PARTS OF THE EXERCISE:
A: Answer these questions using the news report on high school football safety.
(i) Where is Clayton Cobler director of paramedics?
(ii) For which college team did Cordera Eason play?
(iii) In what do coaching staffs say everyone on staff should be certified?
B: Reproduce word for word the part of the news report on high school football safety between "CLAYTON COBLER added" and "of an accident.", inclusive.

PAGE EXCERPT:
"""

THE COLLAPSE OF BUFFALO BILLS SAFETY DAMAR HAMLIN AT MONDAY NIGHT’S NFL GAME IS RAISING SOME QUESTIONS ABOUT THE POSSIBILITY OF THE SAME KIND OF INJURY HAPPENING AT THE HIGH SCHOOL LEVEL. OUR DANNY TODD HAS MORE INFORMATION ON WHAT IS DONE TO PROTECT HIGH SCHOOL ATHLETES ON THE FOOTBALL FIELD.
Damar Hamlin's case was a rare occurrence. But what happens when it's a possibility for those that are closest to us? Twin States News speaks with industry professionals who say they have a setup that gives our kids the best fighting chance possible in this situation.
CLAYTON COBLER- DIRECTOR OF PARAMEDIC @ METRO AMBULANCE says "We have the sports medicine athletic trainers that they are. They usually go out on the field first, and if they think there's something worse than that, then they call us and we go on the field or we take the truck off the field."
Twin States News also speaks with area-wide coaching staffs, and they say that it's important that everyone on staff is certified in CPR and trained to use the AED defibrillator that they have on hand.
CORDERA EASON- AST. FOOTBALL COACH AT LAMAR AND FORMER NFL PLAYER says "I feel like it's very important to always have staff that's there to help and us having Rush Medical out there on the field with us and our kids is very important because these are trained professionals."
Before becoming an assistant coach for Lamar Football Cordera Eason was a high school standout, went on to play for Ole Miss, and also played in the NFL before an injury ended his career. He and first responders agree when emergencies like Damar Hamlin's incident happens, it's important to rely on training and health professionals.
CLAYTON COBLER added "It's not the popular opinion, but When I was on the truck standing by at these games, my personal feelings and still are. If a kid's hit hard enough to stop the game, they need to go to the hospital and get checked out."
Medical protocols at high school football games are put in place to give your child the best-case scenario in the event of an accident.
Danny Todd, Twin States News Meridian.

"""

Phrase grounding data:
"""

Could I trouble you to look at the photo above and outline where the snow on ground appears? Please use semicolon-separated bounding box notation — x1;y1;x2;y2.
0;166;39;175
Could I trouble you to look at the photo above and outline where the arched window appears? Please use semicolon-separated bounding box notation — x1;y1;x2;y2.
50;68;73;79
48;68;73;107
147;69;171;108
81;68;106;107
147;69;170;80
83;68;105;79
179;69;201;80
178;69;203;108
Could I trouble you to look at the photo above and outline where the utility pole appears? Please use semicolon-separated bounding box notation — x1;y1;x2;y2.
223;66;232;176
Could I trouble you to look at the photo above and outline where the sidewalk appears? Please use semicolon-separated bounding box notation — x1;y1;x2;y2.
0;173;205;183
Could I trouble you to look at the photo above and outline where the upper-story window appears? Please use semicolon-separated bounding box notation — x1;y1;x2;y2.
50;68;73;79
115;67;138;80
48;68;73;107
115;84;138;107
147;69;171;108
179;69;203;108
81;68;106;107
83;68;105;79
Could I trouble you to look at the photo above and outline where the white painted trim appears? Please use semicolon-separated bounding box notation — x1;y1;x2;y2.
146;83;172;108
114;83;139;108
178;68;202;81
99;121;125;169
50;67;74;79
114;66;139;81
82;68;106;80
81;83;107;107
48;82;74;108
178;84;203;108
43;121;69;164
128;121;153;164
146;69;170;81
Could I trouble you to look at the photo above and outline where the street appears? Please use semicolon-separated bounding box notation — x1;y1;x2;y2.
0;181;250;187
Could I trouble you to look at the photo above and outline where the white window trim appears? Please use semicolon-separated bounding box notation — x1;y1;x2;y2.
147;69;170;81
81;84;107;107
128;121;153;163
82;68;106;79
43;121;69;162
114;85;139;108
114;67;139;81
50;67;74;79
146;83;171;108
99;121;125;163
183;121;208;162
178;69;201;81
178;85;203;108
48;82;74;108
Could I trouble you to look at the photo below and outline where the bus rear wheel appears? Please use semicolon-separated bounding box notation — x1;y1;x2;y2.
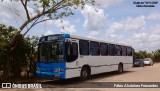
80;67;90;81
117;64;123;74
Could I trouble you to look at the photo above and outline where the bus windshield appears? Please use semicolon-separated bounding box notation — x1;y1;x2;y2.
39;42;64;62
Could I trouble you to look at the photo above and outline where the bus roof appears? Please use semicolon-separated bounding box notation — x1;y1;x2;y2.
43;34;132;47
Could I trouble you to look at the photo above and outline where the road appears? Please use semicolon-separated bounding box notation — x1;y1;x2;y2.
1;63;160;91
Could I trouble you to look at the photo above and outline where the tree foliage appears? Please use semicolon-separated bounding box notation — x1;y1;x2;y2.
0;25;38;77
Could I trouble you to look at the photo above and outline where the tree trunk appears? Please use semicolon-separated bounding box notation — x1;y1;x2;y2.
3;32;20;80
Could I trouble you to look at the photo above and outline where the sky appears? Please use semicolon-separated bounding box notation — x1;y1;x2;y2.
0;0;160;52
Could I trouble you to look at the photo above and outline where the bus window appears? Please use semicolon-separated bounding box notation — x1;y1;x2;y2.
100;43;108;56
116;45;122;56
66;42;78;62
79;40;89;55
90;41;100;55
109;44;116;56
122;46;127;56
127;47;132;56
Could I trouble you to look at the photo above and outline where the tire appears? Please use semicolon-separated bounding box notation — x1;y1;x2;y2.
117;64;123;74
80;67;90;81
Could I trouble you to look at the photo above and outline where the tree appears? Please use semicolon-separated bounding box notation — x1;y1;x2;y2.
152;49;160;62
1;0;95;78
0;25;37;77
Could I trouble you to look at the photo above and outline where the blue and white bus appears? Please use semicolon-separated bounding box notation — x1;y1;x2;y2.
36;34;133;80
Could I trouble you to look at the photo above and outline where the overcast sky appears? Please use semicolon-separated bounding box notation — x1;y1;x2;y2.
0;0;160;52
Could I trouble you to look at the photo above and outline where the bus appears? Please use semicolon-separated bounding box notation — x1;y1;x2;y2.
36;34;133;80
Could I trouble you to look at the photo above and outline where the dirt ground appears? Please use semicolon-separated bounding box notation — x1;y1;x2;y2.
0;63;160;91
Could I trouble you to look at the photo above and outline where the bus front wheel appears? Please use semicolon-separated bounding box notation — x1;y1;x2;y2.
80;67;90;81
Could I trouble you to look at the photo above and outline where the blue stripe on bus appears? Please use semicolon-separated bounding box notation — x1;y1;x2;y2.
36;62;66;79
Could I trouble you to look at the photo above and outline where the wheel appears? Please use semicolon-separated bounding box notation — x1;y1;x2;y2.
117;64;123;74
80;67;90;81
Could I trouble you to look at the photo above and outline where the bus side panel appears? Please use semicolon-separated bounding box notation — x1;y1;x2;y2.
66;56;133;78
66;61;81;78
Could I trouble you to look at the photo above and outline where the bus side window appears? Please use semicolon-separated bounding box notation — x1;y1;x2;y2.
79;40;89;55
66;42;78;62
116;45;122;56
122;46;127;56
127;47;132;56
109;44;116;56
100;43;108;56
90;41;100;56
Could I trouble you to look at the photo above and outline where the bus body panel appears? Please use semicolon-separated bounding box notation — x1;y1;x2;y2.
36;35;133;79
36;62;66;79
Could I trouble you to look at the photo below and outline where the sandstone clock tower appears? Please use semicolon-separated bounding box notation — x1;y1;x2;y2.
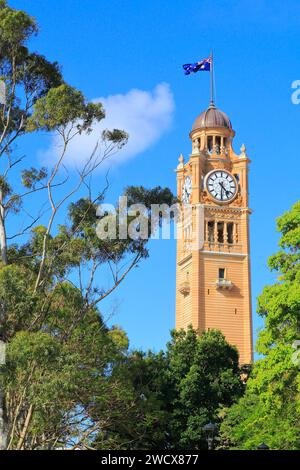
176;102;252;364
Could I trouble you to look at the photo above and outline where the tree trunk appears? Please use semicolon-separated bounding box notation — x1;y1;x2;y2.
0;188;8;265
0;340;7;450
0;189;8;450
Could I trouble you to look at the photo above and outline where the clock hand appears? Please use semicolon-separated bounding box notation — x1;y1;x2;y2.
219;183;231;196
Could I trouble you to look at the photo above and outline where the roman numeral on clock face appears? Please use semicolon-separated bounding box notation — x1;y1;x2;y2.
206;170;237;202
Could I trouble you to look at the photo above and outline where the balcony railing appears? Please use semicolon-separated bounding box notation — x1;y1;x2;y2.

"""

SOLUTIONS TO EACH TASK:
A:
(i) Metro Ambulance
(ii) Ole Miss
(iii) CPR

B:
CLAYTON COBLER added "It's not the popular opinion, but When I was on the truck standing by at these games, my personal feelings and still are. If a kid's hit hard enough to stop the game, they need to go to the hospital and get checked out."
Medical protocols at high school football games are put in place to give your child the best-case scenario in the event of an accident.